Task set =
**A.** Answer each question from the passage on abortion and the Trump administration.
(i) In what month and year did the unaccompanied minor at the Texas shelter decide to have an abortion?
(ii) Which drug is taken first in the medical abortion regimen?
(iii) What did the TRO handed down in Garza prevent the Trump administration from doing?
**B.** Extend the passage on abortion and the Trump administration, beginning after its final sentence.

Given text =
*** Begin section ***

In one case, according to the ACLU, the Trump administration even tried to stop an abortion midway through the process.

in March 2017, another unaccompanied minor at a federally funded shelter in Texas decided to have an abortion. After obtaining a judicial bypass and receiving counseling, she started the medical abortion regimen for terminating a pregnancy. This regimen begins with a dose of mifepristone, followed by a dose of misoprostol within 48 hours later. After the minor took the mifepristone, ORR intervened, and forced her to go to an “emergency room of a local hospital in order to determine the health status of [her] and her unborn child.

The TRO handed down in Garza prevented the Trump administration from stopping Doe from receiving her abortion, but it does nothing to halt the administration’s broader policies. That issue still needs to be litigated. And it is far from clear that the ACLU will prevail in the end.

*** End section ***

Information shown =

*** Begin section ***

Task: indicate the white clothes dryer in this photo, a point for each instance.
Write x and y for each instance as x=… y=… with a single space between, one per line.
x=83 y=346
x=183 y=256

*** End section ***

Your written answers =
**A.**
(i) March 2017
(ii) Mifepristone
(iii) Stopping Doe from receiving her abortion

**B.**
At the moment, there are almost certainly four votes on the Supreme Court that will back the Trump administration’s effort to restrict abortion. Three justices, Chief Justice John Roberts and Justices Clarence Thomas and Samuel Alito, voted to uphold a Texas law enacted to shut down most of the state’s abortion clinics in Whole Woman’s Health v. Hellerstedt. Meanwhile, Neil Gorsuch, who occupies the seat Senate Republicans held open for a year until Donald Trump could fill it, is all but certain to be a crusader against abortion.

That leaves Justice Anthony Kennedy, a conservative who most often votes against abortion rights, but who also has resisted legal theories that would effectively eliminate Roe v. Wade in its entirety. Kennedy is a possible, but far from a certain, vote against the Trump administration’s policy towards immigrants seeking abortions.

There’s a thick thread a paternalism woven through Kennedy’s abortion decisions. Most notably, in Gonzales v. Carhart, Kennedy wrote that a federal ban on certain forms of abortion could be upheld, at least in part because “it seems unexceptionable to conclude some women come to regret their choice to abort the infant life they once created and sustained.” (Typically, the fact that people later come to regret their exercise of a constitutional right is not a reason to limit that right. Many people say things that they later regret, for example, but that’s not a reason to limit the right to free speech.)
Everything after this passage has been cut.